* _Named object pointing entries_:
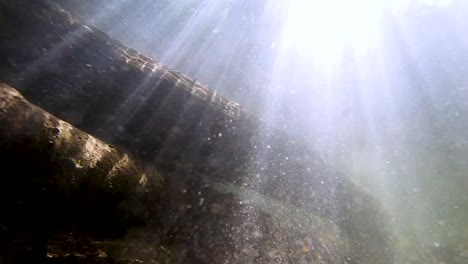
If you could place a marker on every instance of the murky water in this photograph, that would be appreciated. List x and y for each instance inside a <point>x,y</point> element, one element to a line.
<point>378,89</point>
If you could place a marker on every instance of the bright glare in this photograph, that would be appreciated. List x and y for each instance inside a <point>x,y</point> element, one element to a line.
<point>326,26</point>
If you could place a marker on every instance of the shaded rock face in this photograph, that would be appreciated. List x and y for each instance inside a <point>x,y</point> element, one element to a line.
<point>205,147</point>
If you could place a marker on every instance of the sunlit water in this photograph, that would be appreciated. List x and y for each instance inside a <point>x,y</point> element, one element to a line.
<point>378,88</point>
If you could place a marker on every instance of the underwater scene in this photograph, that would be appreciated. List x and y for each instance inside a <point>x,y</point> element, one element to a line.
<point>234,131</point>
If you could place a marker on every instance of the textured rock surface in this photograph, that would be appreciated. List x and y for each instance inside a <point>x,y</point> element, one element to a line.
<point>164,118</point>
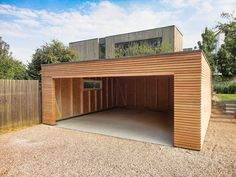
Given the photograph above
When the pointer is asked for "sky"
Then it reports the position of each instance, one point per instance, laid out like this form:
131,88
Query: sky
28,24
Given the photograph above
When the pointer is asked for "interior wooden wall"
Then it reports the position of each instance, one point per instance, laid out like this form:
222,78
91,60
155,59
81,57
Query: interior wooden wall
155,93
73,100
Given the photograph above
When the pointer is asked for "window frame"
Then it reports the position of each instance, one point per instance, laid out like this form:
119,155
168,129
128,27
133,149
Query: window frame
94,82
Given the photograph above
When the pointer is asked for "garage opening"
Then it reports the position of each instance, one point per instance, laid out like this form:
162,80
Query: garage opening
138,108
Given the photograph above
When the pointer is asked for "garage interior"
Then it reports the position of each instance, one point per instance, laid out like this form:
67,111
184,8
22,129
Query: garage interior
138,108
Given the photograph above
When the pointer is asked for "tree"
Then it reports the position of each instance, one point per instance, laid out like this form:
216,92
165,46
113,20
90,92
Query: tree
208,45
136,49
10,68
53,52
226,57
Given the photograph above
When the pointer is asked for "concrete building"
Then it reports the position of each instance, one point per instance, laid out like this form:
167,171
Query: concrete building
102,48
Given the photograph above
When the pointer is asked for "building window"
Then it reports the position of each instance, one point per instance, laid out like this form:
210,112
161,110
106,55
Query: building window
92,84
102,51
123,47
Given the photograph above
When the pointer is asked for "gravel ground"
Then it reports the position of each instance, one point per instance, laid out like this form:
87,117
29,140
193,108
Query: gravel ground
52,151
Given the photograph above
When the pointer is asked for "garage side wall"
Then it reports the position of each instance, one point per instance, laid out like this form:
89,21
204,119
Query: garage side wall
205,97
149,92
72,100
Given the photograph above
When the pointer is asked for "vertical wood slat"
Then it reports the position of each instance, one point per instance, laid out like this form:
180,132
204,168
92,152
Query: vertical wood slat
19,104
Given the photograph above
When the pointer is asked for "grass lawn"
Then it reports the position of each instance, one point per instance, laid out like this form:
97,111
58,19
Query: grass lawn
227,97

* _Your goal_:
Could you give the records as a Markdown table with the columns Row and Line, starting at the beginning of the records and going on through the line that contains "<point>326,26</point>", with blank lines and pictures left out?

* _The answer_:
| Row | Line |
|---|---|
| 1 | If you could place a marker on every instance of the murky water in this photograph, that would be appreciated. List x and y for each instance inside a <point>x,y</point> element, one element to a line. |
| 2 | <point>378,89</point> |
| 3 | If you could place a marker on every instance of the bright glare in this photograph, that would be appreciated. List x and y for each instance inside a <point>x,y</point> element, one element to a line. |
| 4 | <point>326,26</point> |